READING PASSAGE:

•••

Single-Cell Transcriptomes Reveal Diverse Regulatory Strategies for Olfactory Receptor Expression and Axon Targeting.

Hongjie Li, Tongchao Li, Felix Horns, Jiefu Li, Qijing Xie, Chuanyun Xu, Bing Wu, Justus M Kebschull, Colleen N McLaughlin, Sai Saroja Kolluru, Robert C Jones, David Vacek, Anthony Xie, David J Luginbuhl, Stephen R Quake, Liqun Luo
Author Information
  1. Hongjie Li: Department of Biology and Howard Hughes Medical Institute, Stanford University, Stanford, CA 94305, USA. Electronic address: hongjie@stanford.edu.
  2. Tongchao Li: Department of Biology and Howard Hughes Medical Institute, Stanford University, Stanford, CA 94305, USA.
  3. Felix Horns: Biophysics Graduate Program, Stanford University, Stanford, CA 94305, USA; Department of Bioengineering and Department of Applied Physics, Stanford University, Stanford, CA 94305, USA.
  4. Jiefu Li: Department of Biology and Howard Hughes Medical Institute, Stanford University, Stanford, CA 94305, USA.
  5. Qijing Xie: Department of Biology and Howard Hughes Medical Institute, Stanford University, Stanford, CA 94305, USA; Neurosciences Graduate Program, Stanford University, Stanford, CA 94305, USA.
  6. Chuanyun Xu: Department of Biology and Howard Hughes Medical Institute, Stanford University, Stanford, CA 94305, USA.
  7. Bing Wu: Department of Biology and Howard Hughes Medical Institute, Stanford University, Stanford, CA 94305, USA.
  8. Justus M Kebschull: Department of Biology and Howard Hughes Medical Institute, Stanford University, Stanford, CA 94305, USA.
  9. Colleen N McLaughlin: Department of Biology and Howard Hughes Medical Institute, Stanford University, Stanford, CA 94305, USA.
  10. Sai Saroja Kolluru: Department of Bioengineering and Department of Applied Physics, Stanford University, Stanford, CA 94305, USA.

•••

WHAT THIS TASK INVOLVES:
Translate into Spanish this sentence from the olfactory receptor paper listing: "Single-Cell Transcriptomes Reveal Diverse Regulatory Strategies for Olfactory Receptor Expression and Axon Targeting."

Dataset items
•••

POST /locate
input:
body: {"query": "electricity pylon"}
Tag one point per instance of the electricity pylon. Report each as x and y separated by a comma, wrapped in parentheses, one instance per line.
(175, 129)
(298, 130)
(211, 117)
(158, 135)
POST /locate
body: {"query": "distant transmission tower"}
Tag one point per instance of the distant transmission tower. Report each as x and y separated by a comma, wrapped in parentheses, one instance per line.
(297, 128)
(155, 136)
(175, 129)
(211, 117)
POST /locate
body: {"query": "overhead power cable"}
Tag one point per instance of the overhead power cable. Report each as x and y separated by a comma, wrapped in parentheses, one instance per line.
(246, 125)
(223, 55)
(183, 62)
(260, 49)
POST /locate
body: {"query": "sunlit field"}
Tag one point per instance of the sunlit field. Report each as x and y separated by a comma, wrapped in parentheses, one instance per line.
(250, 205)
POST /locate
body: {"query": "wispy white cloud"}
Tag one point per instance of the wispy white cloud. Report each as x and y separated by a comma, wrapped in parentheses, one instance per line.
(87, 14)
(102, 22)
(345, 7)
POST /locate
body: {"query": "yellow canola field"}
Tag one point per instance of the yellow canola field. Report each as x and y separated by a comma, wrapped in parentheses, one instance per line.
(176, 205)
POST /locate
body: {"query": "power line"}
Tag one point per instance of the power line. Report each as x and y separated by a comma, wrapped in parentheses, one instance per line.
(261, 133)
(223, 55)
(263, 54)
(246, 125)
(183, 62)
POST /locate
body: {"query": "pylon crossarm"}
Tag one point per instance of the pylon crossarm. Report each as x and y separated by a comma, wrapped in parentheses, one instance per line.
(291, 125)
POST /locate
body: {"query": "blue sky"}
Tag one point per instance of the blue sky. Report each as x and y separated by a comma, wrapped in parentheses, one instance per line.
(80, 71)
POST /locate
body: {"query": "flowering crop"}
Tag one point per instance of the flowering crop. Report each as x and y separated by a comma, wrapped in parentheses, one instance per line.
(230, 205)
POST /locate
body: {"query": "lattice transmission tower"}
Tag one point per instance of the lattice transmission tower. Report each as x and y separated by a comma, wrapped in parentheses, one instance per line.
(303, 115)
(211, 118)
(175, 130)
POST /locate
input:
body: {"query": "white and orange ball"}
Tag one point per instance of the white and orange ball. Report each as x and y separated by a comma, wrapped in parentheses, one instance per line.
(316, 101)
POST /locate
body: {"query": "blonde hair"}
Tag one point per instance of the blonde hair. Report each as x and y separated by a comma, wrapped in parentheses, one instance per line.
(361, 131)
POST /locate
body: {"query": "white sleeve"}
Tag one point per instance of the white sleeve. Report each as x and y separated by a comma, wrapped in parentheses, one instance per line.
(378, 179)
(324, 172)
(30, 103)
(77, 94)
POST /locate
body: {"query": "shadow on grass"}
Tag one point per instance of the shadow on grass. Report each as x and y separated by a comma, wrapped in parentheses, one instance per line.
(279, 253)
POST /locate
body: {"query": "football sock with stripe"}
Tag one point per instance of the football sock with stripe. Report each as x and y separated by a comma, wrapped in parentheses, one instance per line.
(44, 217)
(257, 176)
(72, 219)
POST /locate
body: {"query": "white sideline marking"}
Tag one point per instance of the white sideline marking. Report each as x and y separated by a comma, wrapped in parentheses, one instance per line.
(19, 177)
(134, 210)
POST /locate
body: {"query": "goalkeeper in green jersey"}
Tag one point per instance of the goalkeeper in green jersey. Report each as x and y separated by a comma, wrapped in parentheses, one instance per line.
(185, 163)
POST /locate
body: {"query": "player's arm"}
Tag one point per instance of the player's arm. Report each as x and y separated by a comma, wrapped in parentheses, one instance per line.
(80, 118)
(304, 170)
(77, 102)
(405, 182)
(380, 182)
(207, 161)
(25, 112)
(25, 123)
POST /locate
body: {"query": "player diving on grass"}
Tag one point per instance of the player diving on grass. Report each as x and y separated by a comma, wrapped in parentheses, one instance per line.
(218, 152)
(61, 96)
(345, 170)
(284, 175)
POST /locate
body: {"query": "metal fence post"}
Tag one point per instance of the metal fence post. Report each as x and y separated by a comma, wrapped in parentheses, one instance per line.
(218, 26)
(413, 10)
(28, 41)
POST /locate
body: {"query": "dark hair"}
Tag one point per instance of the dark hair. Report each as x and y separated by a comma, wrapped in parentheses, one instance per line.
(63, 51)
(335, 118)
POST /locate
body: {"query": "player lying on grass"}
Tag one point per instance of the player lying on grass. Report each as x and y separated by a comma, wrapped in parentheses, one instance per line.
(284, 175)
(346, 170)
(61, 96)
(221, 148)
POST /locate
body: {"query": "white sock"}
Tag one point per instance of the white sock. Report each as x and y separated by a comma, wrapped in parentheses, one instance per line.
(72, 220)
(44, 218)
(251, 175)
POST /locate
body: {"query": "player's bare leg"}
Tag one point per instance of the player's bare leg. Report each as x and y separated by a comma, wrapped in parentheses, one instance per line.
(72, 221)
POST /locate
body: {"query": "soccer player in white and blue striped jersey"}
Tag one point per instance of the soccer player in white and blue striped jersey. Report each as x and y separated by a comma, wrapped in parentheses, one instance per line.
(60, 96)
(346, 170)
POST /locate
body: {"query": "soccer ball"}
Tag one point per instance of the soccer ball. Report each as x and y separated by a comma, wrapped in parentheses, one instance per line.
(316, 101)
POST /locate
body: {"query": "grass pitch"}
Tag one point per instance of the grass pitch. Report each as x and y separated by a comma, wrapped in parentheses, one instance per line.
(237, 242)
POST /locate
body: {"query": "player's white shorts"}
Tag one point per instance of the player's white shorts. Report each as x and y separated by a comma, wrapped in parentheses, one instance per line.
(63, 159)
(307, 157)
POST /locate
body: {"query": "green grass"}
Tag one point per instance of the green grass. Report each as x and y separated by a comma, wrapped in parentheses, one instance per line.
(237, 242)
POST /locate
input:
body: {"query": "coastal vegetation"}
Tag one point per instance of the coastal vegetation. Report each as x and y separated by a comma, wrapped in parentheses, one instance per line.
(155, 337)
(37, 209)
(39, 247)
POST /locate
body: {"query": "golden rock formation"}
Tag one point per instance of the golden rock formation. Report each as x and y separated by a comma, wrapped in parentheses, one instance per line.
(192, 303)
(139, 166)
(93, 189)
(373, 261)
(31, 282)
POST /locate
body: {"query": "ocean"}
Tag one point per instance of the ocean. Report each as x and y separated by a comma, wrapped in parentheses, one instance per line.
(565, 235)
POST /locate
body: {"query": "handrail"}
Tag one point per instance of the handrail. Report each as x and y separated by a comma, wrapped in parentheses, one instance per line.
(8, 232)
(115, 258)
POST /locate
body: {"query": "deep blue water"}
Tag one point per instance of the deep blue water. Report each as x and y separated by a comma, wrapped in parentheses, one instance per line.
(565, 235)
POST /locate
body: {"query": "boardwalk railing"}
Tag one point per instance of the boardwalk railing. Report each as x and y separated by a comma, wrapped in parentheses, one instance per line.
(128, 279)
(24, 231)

•••

YOUR SOLUTION:
Los transcriptomas de células individuales revelan diversas estrategias regulatorias para la expresión de receptores olfativos y el direccionamiento axonal.